TASK GOAL:
Please find every line of the records that contains the word "facade" and copy each one.

DATA PROVIDED:
○ ○ ○ ○ ○
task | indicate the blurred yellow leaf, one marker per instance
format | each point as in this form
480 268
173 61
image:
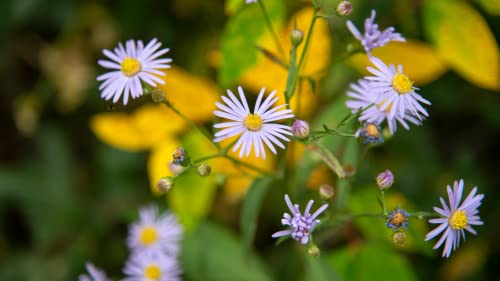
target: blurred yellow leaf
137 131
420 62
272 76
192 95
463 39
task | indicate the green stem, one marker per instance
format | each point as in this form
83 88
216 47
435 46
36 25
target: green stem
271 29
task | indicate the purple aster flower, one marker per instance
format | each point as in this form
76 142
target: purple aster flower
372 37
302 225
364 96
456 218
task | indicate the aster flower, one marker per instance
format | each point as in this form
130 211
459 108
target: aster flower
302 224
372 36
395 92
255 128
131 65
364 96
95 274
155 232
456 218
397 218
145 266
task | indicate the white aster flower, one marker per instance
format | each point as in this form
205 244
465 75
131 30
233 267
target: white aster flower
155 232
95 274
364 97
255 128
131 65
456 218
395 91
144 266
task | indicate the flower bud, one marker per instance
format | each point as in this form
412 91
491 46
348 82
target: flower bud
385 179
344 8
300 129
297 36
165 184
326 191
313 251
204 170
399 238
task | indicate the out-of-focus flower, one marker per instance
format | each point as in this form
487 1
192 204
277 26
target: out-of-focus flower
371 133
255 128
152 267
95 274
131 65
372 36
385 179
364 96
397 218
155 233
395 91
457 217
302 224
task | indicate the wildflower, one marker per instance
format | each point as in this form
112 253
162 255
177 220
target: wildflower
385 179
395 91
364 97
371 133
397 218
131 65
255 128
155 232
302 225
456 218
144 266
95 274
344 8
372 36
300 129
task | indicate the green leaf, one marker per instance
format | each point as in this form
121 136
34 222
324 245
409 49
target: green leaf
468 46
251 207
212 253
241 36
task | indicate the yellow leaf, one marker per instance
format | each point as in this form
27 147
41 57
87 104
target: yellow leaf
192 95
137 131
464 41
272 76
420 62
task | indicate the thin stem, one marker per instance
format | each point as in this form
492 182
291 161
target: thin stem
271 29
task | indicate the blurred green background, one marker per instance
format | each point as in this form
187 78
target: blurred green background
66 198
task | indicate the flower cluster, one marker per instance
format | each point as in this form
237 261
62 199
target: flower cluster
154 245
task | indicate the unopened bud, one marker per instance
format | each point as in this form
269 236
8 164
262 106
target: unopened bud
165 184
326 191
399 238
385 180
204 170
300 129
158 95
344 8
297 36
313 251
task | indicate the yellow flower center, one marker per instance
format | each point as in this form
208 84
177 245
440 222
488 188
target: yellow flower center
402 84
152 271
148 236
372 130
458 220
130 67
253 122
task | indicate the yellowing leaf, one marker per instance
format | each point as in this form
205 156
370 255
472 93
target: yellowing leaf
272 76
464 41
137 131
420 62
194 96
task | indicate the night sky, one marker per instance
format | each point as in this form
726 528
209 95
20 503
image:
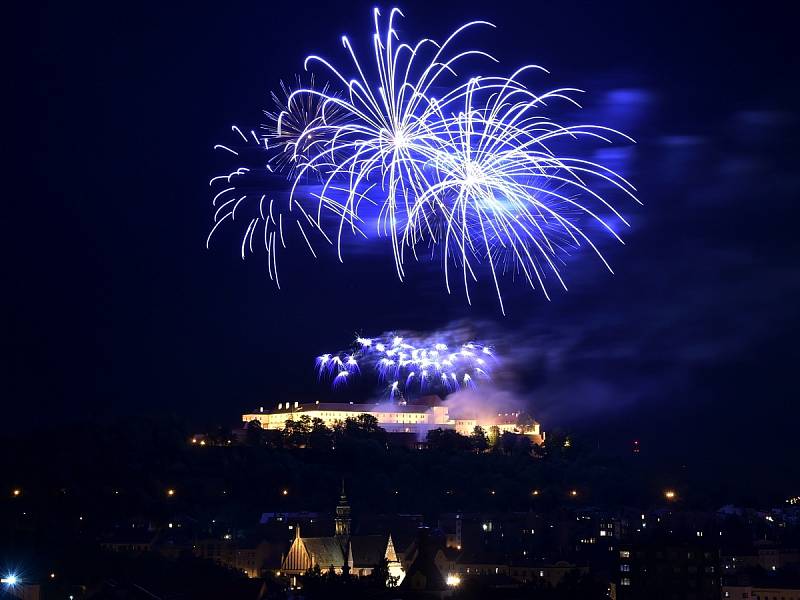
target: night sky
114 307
○ ○ ○ ○ ○
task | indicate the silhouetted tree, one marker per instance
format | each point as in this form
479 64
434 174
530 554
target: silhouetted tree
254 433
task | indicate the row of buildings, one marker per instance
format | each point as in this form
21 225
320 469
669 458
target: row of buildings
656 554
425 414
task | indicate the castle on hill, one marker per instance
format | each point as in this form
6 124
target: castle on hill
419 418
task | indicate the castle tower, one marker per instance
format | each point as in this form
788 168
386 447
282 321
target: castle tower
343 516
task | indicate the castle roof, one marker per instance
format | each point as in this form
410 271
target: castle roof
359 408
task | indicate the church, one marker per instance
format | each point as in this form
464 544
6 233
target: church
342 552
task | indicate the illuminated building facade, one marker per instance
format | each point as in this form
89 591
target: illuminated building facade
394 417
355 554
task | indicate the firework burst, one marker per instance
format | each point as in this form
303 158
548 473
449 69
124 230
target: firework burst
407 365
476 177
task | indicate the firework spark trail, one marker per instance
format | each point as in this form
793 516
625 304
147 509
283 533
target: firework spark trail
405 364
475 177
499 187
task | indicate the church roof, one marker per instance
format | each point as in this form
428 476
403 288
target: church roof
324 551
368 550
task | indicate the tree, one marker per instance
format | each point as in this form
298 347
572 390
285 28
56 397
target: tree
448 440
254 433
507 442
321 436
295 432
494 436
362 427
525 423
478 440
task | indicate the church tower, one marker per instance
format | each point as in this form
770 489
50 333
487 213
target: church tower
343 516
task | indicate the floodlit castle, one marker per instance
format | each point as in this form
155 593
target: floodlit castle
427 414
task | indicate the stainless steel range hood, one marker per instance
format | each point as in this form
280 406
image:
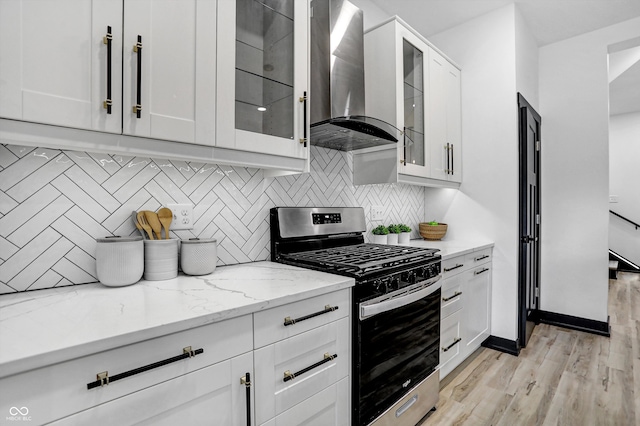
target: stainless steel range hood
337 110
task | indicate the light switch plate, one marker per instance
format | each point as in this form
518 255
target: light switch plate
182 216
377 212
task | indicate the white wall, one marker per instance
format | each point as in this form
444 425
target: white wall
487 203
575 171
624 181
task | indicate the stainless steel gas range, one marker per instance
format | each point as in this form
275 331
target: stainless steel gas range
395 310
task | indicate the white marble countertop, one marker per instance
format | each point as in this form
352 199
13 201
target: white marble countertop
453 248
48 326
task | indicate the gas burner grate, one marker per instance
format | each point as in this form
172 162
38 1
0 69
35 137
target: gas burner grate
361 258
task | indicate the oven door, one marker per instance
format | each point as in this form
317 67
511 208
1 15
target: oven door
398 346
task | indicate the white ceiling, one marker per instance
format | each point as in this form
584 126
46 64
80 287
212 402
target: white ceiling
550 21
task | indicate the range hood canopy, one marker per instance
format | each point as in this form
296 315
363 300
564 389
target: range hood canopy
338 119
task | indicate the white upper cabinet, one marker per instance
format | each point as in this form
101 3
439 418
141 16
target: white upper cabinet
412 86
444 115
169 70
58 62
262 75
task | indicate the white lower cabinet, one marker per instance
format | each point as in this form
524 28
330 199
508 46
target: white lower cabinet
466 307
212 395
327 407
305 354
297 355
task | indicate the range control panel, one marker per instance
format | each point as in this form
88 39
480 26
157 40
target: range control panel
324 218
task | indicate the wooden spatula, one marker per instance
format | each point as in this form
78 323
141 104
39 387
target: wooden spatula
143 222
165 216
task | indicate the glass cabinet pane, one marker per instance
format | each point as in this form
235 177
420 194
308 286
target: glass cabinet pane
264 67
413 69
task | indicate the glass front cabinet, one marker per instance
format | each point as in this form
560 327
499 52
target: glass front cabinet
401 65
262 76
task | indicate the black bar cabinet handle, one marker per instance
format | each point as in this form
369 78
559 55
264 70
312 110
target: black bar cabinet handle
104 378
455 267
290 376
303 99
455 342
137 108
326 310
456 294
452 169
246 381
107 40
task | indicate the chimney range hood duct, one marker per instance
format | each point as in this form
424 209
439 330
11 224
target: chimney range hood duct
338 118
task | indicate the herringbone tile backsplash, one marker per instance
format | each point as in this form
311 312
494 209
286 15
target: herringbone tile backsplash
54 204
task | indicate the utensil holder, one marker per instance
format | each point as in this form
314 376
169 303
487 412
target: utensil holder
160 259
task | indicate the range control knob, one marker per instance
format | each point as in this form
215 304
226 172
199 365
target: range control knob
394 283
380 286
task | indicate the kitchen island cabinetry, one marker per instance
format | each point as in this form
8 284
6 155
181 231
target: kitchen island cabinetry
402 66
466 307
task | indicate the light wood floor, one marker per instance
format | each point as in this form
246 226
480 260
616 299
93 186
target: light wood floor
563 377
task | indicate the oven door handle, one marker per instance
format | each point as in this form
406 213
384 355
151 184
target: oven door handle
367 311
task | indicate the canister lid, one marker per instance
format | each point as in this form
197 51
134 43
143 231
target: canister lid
○ ○ ○ ○ ○
RESPONSE TO THE TASK:
task | indicate the illuminated building facade, one marker per instance
target: illuminated building facade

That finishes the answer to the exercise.